L’acquisition scindée usufruit/nue-propriété : on croyait que c’était acquis !
Article paru dans La Libre Eco du 7 mai 2022
Les droits d’auteur bénéficient d’une taxation avantageuse parce que les revenus issus de tels droits sont taxés au taux favorable de 15%.
Il peut donc être tentant de considérer qu’une partie de ses revenus proviennent de la cession ou de la concession de droits d’auteur ou de droits voisins. L’hypothèse concerne par exemple un dirigeant d’entreprise qui crée des logiciels informatiques ou un architecte qui crée entre autres prestations des plans originaux.
L’entreprise acquiert ces logiciels ou ces plans et soit les exploite elle-même soit les revend à un client de la société.
Le concepteur de logiciel ou l’architecte pourra prétendre que la partie de sa rémunération relative à la cession du logiciel ou des plans concerne la cession d’un droit d’auteur et peut donc bénéficier d’une taxation spécifique. Aux conditions habituelles de déduction de frais professionnels, la société pourra quant à elle déduire l’acquisition de ces droits de son bénéfice taxable. Dans certains cas, le SDA impose que le coût dans le chef de la société qui paie des droits d’auteur soit amorti.
Une œuvre protégée ?
Pour que la magie opère, il est nécessaire que le droit cédé par le dirigeant d’entreprise ou le travail concerné soit une œuvre protégée, c’est-à-dire une création littéraire, scientifique ou artistique, dont la forme puisse permettre une communication à un public et qui puisse également être considérée comme étant originale ou marquée de la personnalité de son créateur. Peuvent ainsi par exemple être considérés comme de telles créations des discours, des présentations, des plans, pièces de théâtre, bases de données, logiciels ou programmes informatiques.
L’administration est très tatillonne sur la définition de création. La jurisprudence un peu moins, de sorte qu’on regrette que l’administration se braque tant, réduisant à néant la phase conciliatoire préalable à une procédure judiciaire tribunal de première instance de Liège a rendu un jugement, le 28 octobre 2021, et estime que le simple fait de créer un site web au moyen d’outils existants ne permet pas de considérer qu’il y aurait automatiquement une œuvre originale. Il est nécessaire qu’il y ait une originalité dans le choix ou la disposition des données.
Les droits voisins sont versés aux artistes qui interprètent une œuvre protégée par un droit d’auteur.

Travail à faire:
1. D'après l'article sur la taxation des droits d'auteur, à quel taux sont imposés les revenus tirés de ces droits ?
2. Poursuivez l'article sur la taxation des droits d'auteur à partir de l'endroit où il s'arrête.
Les items qui suivent n'ont aucun lien avec l'article sur la taxation des droits d'auteur.

Données fournies:
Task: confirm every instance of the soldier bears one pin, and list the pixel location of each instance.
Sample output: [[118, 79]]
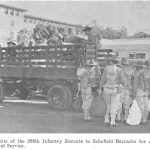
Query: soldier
[[141, 87], [85, 76], [125, 99], [110, 82]]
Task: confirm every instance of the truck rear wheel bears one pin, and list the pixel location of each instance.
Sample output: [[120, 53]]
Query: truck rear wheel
[[1, 92], [59, 97]]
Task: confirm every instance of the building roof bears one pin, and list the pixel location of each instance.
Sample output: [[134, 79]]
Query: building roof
[[12, 7], [48, 20]]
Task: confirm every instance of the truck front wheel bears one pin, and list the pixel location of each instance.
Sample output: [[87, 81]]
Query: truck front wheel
[[58, 97], [1, 92]]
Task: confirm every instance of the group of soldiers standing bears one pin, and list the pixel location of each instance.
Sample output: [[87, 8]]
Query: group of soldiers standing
[[123, 86]]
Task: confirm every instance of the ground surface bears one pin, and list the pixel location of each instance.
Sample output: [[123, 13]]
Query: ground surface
[[38, 118]]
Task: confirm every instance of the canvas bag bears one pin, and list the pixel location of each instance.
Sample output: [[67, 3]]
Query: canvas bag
[[135, 114]]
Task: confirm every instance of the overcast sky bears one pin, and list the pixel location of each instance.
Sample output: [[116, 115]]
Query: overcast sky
[[134, 15]]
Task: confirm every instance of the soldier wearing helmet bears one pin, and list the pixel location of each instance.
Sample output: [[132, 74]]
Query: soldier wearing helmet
[[141, 87], [85, 75], [110, 82], [125, 99]]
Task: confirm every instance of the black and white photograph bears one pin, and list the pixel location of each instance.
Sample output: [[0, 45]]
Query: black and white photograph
[[75, 67]]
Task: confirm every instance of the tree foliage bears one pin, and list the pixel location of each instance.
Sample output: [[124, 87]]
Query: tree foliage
[[110, 33]]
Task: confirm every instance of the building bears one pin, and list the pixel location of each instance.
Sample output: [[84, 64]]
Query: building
[[134, 49], [14, 19]]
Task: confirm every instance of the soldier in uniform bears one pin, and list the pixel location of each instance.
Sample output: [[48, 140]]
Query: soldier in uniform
[[141, 87], [125, 99], [111, 81], [85, 75]]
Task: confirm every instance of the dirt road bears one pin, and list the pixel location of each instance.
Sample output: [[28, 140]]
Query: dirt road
[[38, 118]]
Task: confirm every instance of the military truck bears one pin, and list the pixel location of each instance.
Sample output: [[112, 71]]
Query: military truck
[[48, 70]]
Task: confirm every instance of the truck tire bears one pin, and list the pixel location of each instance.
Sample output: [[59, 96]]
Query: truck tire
[[23, 92], [58, 97], [1, 92]]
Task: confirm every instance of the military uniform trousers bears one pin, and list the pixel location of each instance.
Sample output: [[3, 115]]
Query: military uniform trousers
[[125, 102], [142, 100], [87, 98], [112, 101]]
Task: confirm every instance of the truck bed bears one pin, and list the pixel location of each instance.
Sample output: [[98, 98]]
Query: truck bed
[[48, 62]]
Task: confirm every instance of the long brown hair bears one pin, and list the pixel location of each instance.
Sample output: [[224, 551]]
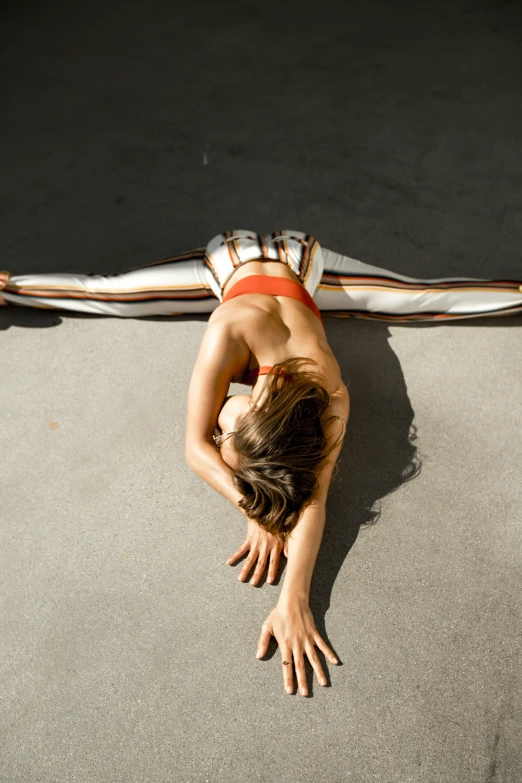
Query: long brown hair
[[281, 443]]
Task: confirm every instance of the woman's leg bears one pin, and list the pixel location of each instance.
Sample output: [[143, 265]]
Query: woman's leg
[[348, 288], [172, 287], [351, 288]]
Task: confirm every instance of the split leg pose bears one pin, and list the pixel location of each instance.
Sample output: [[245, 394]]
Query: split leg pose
[[270, 453]]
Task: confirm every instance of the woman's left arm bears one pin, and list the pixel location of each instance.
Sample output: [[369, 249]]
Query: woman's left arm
[[291, 622]]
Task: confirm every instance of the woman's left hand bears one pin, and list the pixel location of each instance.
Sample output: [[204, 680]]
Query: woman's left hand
[[292, 624], [260, 545]]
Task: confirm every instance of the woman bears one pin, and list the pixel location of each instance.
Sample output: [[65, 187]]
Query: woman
[[275, 449], [271, 453]]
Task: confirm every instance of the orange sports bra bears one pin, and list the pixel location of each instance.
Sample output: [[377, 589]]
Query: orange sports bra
[[277, 286]]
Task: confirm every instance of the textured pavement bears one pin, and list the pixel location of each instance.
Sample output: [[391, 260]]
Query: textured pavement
[[127, 644]]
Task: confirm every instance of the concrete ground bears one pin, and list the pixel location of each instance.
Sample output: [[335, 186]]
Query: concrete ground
[[134, 131]]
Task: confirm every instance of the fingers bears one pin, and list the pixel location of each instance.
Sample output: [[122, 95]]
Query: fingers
[[247, 565], [288, 677], [264, 640], [274, 565], [300, 672], [325, 649], [261, 563], [241, 551], [316, 663]]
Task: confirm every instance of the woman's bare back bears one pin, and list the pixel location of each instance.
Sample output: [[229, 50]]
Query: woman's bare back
[[273, 328]]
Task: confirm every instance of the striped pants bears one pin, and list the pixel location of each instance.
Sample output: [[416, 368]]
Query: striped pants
[[347, 288]]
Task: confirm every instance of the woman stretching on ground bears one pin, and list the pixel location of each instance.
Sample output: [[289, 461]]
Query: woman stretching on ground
[[271, 453]]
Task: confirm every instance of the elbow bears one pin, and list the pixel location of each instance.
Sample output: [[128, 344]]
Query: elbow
[[192, 458]]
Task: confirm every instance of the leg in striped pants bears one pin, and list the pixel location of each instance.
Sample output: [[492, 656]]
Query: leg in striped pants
[[347, 288]]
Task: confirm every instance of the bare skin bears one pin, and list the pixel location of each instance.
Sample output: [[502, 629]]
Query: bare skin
[[247, 332]]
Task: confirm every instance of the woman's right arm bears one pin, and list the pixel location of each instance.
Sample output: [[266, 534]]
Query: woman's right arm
[[220, 357]]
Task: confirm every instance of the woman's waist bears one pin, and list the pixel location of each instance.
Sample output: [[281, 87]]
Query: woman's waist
[[260, 268]]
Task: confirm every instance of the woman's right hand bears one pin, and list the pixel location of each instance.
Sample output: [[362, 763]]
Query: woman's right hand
[[261, 546]]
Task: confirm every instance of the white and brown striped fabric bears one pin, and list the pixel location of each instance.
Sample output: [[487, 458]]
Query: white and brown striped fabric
[[301, 252], [193, 283]]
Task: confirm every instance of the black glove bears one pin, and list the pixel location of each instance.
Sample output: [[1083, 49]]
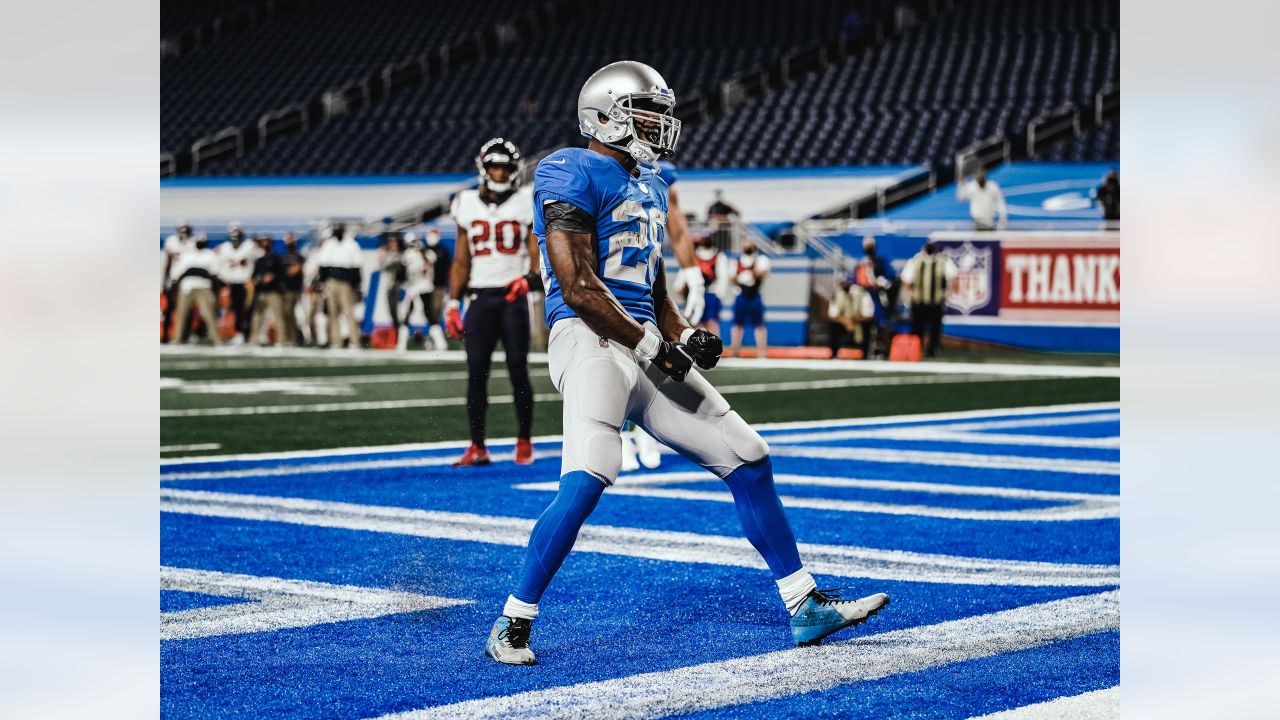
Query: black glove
[[673, 360], [705, 349]]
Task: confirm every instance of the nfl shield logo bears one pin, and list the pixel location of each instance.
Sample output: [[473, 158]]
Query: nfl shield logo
[[972, 287]]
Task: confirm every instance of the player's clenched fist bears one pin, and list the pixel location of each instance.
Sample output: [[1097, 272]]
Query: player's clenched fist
[[704, 346], [453, 320]]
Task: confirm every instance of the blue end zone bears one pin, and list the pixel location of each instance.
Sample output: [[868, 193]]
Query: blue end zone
[[611, 616], [174, 601]]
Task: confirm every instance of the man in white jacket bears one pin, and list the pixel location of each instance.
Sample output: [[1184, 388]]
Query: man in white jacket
[[986, 201]]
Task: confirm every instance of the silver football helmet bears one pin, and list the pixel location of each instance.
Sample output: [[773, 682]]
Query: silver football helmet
[[629, 106], [499, 151]]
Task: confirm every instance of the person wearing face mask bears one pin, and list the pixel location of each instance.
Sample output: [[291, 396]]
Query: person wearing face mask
[[928, 277], [749, 305], [236, 272], [443, 259], [291, 287]]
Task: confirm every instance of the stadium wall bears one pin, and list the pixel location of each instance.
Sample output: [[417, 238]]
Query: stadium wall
[[1056, 291]]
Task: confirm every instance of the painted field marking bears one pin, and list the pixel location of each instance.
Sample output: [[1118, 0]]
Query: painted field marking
[[282, 470], [949, 459], [845, 561], [1097, 705], [305, 384], [1074, 505], [766, 428], [201, 358], [191, 447], [278, 604], [554, 396], [800, 670]]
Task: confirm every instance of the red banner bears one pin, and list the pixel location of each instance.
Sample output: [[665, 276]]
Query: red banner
[[1043, 277]]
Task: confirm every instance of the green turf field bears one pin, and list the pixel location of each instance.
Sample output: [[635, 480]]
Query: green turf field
[[255, 402]]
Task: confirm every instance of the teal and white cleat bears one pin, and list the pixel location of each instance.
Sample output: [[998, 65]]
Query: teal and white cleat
[[508, 642], [823, 613]]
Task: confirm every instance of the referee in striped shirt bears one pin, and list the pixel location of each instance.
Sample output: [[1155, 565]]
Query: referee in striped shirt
[[928, 274]]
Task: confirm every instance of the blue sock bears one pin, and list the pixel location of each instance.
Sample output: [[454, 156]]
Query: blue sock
[[554, 533], [762, 516]]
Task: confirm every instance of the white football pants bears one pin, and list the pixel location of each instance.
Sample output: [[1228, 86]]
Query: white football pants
[[606, 383]]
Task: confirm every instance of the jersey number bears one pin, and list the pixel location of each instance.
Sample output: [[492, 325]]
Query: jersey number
[[506, 237]]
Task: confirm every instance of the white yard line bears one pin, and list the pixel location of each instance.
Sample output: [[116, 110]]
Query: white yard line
[[757, 678], [763, 427], [178, 383], [190, 447], [278, 604], [554, 397], [318, 468], [635, 542], [968, 432], [270, 356], [1098, 705], [949, 459], [822, 452], [1073, 506]]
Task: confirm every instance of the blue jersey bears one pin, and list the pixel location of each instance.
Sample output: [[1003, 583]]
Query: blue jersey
[[630, 224]]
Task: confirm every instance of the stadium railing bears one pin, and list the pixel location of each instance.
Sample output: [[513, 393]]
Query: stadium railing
[[227, 141], [1052, 126]]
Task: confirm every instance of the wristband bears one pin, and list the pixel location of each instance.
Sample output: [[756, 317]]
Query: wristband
[[649, 345], [693, 277]]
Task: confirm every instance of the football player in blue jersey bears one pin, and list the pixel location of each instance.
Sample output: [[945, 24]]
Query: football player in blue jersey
[[621, 350]]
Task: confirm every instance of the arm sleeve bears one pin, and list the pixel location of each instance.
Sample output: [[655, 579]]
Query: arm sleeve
[[668, 173], [565, 181], [909, 272], [566, 217]]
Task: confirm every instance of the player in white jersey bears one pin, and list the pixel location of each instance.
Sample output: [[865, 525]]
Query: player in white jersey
[[237, 268], [620, 349], [496, 265]]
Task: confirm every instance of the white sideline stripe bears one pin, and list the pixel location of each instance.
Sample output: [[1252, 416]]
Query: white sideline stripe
[[190, 447], [1097, 705], [949, 459], [801, 670], [278, 604], [334, 466], [763, 427], [968, 432], [1075, 506], [554, 397], [863, 454], [635, 542]]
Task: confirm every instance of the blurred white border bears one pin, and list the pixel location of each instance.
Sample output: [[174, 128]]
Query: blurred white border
[[78, 199], [78, 204]]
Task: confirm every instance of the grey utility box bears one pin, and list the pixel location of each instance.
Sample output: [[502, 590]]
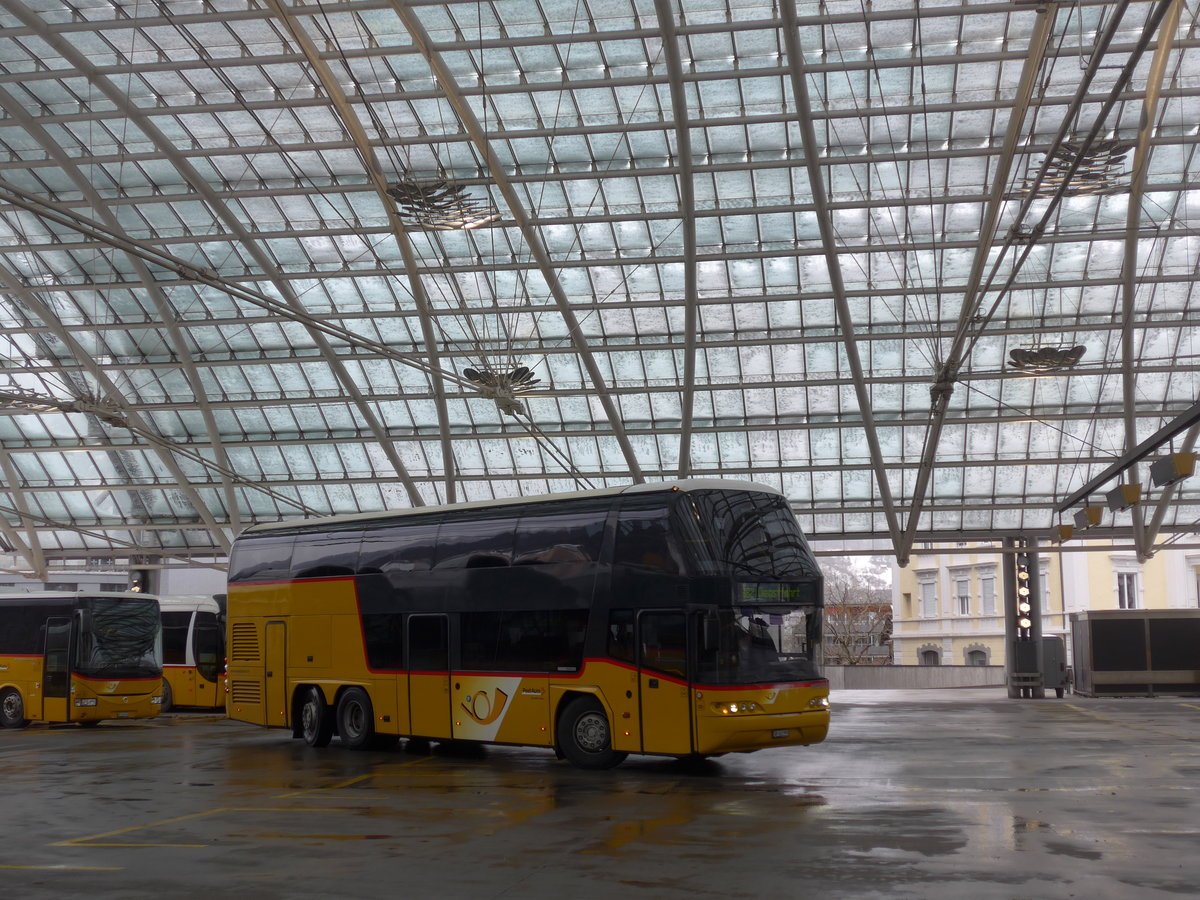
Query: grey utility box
[[1137, 652]]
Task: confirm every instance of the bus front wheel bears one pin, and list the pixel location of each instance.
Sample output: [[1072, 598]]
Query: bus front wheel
[[585, 736], [355, 719], [12, 709], [316, 719]]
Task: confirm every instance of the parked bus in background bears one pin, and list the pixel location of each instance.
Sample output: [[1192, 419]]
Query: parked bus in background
[[192, 652], [679, 619], [79, 657]]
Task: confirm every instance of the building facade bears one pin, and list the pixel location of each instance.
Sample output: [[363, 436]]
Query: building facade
[[948, 609]]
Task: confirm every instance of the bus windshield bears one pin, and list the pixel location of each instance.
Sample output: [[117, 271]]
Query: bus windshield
[[757, 645], [124, 640], [745, 534]]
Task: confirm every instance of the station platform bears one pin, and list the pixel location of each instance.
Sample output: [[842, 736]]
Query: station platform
[[952, 793]]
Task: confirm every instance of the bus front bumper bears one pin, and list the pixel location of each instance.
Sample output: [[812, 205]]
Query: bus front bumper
[[742, 733]]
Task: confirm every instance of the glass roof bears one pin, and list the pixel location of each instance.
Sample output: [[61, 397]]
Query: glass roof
[[925, 268]]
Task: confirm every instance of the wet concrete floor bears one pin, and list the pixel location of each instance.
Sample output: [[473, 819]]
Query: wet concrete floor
[[915, 795]]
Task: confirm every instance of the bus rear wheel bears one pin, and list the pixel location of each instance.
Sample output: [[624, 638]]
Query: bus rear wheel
[[355, 719], [585, 736], [316, 719], [12, 709]]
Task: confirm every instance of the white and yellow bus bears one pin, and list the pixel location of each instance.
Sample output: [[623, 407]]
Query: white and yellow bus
[[78, 657], [192, 652], [679, 619]]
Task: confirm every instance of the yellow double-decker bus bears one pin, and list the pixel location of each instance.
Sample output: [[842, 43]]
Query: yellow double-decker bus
[[192, 653], [79, 657], [679, 619]]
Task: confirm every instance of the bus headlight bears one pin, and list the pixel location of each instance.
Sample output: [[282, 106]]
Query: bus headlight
[[735, 708]]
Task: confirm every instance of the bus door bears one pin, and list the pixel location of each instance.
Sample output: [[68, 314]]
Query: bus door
[[276, 690], [429, 676], [208, 651], [57, 671], [663, 682]]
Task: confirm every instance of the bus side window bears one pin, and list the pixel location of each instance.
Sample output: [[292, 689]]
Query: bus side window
[[642, 540], [621, 635], [174, 637], [262, 558]]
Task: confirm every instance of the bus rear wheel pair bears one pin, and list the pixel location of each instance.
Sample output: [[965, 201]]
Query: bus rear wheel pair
[[353, 719], [12, 709]]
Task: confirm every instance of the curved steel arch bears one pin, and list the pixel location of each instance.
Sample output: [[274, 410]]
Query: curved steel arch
[[217, 205], [165, 310]]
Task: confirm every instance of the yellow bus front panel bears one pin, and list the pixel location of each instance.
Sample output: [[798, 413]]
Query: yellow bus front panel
[[95, 700], [731, 720]]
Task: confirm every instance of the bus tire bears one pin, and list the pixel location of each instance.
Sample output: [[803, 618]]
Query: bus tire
[[316, 719], [12, 709], [585, 736], [355, 719]]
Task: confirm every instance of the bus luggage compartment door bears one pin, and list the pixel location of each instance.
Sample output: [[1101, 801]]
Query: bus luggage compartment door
[[663, 682], [57, 671]]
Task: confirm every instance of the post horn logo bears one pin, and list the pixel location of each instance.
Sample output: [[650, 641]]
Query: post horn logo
[[485, 709]]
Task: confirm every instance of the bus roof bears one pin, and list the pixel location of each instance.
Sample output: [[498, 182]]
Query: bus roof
[[47, 597], [689, 484]]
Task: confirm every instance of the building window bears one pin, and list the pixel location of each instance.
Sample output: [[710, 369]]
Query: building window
[[928, 600], [988, 594], [1127, 591]]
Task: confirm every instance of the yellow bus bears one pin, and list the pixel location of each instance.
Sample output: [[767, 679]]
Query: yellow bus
[[679, 619], [192, 652], [79, 657]]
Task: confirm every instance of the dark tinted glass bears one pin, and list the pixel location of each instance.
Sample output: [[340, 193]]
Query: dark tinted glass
[[208, 645], [23, 628], [643, 543], [174, 637], [474, 543], [327, 555], [427, 643], [749, 533], [551, 537], [664, 642], [262, 558], [523, 641], [399, 546]]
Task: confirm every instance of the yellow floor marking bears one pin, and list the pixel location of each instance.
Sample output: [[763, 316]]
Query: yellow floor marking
[[347, 784], [93, 840], [67, 868]]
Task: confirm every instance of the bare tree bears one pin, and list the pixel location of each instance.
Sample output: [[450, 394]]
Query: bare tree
[[858, 611]]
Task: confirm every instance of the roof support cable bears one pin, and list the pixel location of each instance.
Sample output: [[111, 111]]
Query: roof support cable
[[666, 17], [799, 76], [1155, 78], [603, 393], [363, 145]]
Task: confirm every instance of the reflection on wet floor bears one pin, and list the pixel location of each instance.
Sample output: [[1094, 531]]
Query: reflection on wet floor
[[928, 795]]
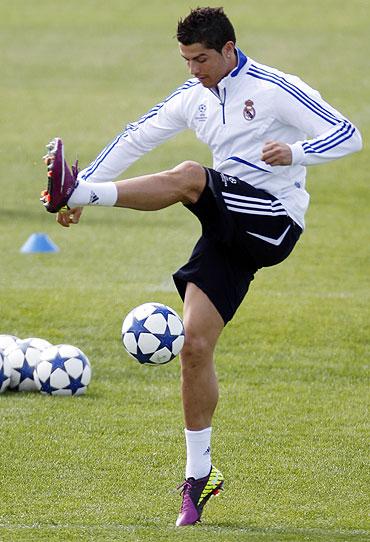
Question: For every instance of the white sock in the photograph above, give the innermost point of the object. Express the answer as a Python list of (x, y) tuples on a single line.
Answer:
[(88, 193), (198, 453)]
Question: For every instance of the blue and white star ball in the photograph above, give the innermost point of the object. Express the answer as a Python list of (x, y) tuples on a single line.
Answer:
[(63, 370), (7, 340), (153, 333), (23, 357), (5, 372)]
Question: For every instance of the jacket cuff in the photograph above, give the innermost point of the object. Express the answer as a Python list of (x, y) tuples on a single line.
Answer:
[(298, 155)]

Réponses par tâche:
1. Au taux de 15 %.

2.
Une cession de ces droits
L’auteur de cette œuvre va céder les droits qu’il possède sur sa création et bénéficier, en contrepartie de l’exercice de son art, d’une rétribution. Il est donc nécessaire qu’il cède ses droits sur son œuvre pour que la contrepartie puisse être taxée au titre de revenu mobilier et non comme un revenu professionnel à tout le moins pour la première tranche de 62.550 €, c’est-à-dire qu’en-dessous de ce montant, l’administration ne pourrait pas les requalifier en revenus professionnels. Attention, pour autant qu’il s’agisse bien de revenus issus de la cession de droits d’auteur.
Points d’attention
L’entreprise et son dirigeant ou son travailleur seront avisés tout d’abord de prévoir le prix de cette cession dans une convention. Le montant qui y sera convenu devra être adéquat et l’administration ne manquera pas de veiller au grain si les parties à la convention sont dans des relations étroites, ce qui est le cas quand le cédant des droits est le dirigeant d’entreprise. Dans cette hypothèse, le dirigeant et sa société veilleront à fixer une rémunération qui serait celle qui serait convenue entre personnes non liées ou tierces.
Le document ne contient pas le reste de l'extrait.